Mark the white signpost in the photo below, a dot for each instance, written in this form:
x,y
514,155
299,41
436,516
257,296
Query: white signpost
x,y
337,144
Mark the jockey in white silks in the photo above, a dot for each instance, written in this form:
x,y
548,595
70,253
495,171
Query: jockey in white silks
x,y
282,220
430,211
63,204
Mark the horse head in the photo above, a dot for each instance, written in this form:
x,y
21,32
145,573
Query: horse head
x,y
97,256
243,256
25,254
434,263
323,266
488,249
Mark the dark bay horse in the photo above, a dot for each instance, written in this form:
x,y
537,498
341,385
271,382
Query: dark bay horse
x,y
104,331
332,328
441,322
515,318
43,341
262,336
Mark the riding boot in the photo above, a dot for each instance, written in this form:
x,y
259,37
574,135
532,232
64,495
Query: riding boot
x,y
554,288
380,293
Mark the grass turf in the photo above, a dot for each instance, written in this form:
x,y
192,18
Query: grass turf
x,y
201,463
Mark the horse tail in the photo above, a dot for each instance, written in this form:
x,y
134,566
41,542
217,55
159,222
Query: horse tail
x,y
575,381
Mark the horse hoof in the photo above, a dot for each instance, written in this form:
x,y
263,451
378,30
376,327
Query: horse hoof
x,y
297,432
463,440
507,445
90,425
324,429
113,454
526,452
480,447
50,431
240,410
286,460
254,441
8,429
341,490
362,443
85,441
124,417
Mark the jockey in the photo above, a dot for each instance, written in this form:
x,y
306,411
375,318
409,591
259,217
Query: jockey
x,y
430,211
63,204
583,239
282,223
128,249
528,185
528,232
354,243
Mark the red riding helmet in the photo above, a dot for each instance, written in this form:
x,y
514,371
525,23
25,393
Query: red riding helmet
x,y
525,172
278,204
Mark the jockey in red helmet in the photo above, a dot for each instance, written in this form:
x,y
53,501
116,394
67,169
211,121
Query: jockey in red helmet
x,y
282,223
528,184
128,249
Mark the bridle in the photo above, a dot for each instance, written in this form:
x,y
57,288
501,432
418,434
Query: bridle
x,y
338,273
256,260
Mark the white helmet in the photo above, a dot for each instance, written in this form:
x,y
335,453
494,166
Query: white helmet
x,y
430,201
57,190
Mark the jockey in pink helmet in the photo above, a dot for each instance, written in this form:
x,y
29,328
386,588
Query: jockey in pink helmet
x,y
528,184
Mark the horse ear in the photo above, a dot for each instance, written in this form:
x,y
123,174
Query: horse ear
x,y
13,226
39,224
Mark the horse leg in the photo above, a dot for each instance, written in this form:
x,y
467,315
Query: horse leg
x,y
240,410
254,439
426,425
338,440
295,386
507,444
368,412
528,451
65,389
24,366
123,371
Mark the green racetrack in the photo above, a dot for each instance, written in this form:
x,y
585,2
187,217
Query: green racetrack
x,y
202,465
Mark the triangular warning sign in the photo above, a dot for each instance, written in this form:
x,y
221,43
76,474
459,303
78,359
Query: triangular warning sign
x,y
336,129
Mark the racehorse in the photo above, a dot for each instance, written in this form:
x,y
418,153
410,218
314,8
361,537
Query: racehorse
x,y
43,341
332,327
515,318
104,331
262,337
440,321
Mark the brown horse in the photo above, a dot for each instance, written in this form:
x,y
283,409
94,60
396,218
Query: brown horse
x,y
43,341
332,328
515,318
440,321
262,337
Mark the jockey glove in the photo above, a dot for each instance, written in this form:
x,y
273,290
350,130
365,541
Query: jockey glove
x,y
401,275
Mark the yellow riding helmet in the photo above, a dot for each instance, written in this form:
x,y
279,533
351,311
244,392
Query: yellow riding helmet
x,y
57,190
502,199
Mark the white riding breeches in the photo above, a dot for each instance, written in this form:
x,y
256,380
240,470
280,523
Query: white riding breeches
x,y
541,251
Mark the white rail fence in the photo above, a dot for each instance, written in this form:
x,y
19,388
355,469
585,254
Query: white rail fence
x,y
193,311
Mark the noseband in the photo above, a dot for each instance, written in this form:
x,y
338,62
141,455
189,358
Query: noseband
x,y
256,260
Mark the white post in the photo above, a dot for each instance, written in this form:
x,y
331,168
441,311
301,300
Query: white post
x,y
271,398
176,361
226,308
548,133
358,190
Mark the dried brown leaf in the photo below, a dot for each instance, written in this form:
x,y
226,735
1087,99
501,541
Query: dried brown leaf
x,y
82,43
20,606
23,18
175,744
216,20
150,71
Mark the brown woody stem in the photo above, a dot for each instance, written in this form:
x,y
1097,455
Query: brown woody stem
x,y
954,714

★ ★ ★ ★

(How to complete this task): Each line of the entries holding the string "below" should be found and copied.

(Task output):
Mark the white signpost in the photo below, a dot for each instance, written in this form:
Mark the dried brown leaf in the photo below, a dot for each instance, written in this form:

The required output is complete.